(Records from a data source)
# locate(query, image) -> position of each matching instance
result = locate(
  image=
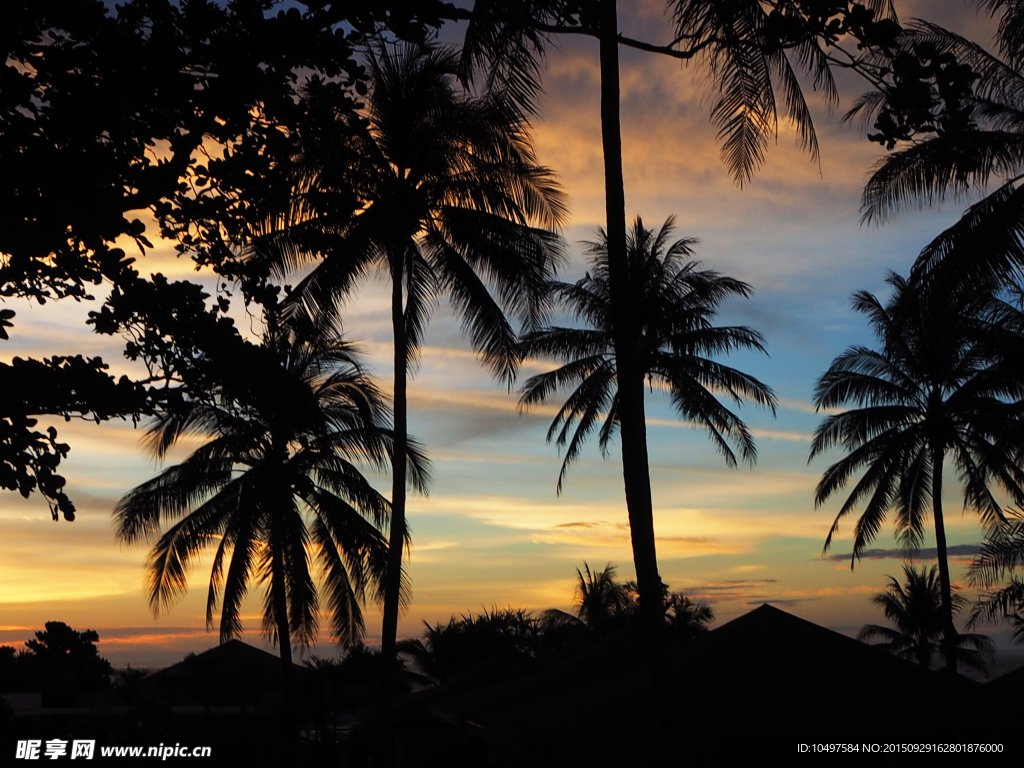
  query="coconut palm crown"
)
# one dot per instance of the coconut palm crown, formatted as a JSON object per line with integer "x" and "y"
{"x": 274, "y": 491}
{"x": 934, "y": 388}
{"x": 450, "y": 202}
{"x": 677, "y": 302}
{"x": 915, "y": 609}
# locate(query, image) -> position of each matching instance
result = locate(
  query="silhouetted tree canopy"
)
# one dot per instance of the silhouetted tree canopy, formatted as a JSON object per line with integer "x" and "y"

# Stated problem:
Return the full material word for word. Do not include the pictures.

# Response to this exercise:
# locate(query, image) -> position of each matching instance
result = locate(
  image=
  query="coconut palm crown"
)
# one dot per instance of the coconut palm crown, formatted as a JSON object per line with integer "x" and "y"
{"x": 274, "y": 491}
{"x": 934, "y": 388}
{"x": 450, "y": 202}
{"x": 677, "y": 302}
{"x": 915, "y": 609}
# locate(query, image) -> position of each matching instance
result = locate(
  query="silhouetted tree canopy"
)
# one dot per instance of the silhouetted tree canopy, formatted as a JSON object per line with integer "x" and "y"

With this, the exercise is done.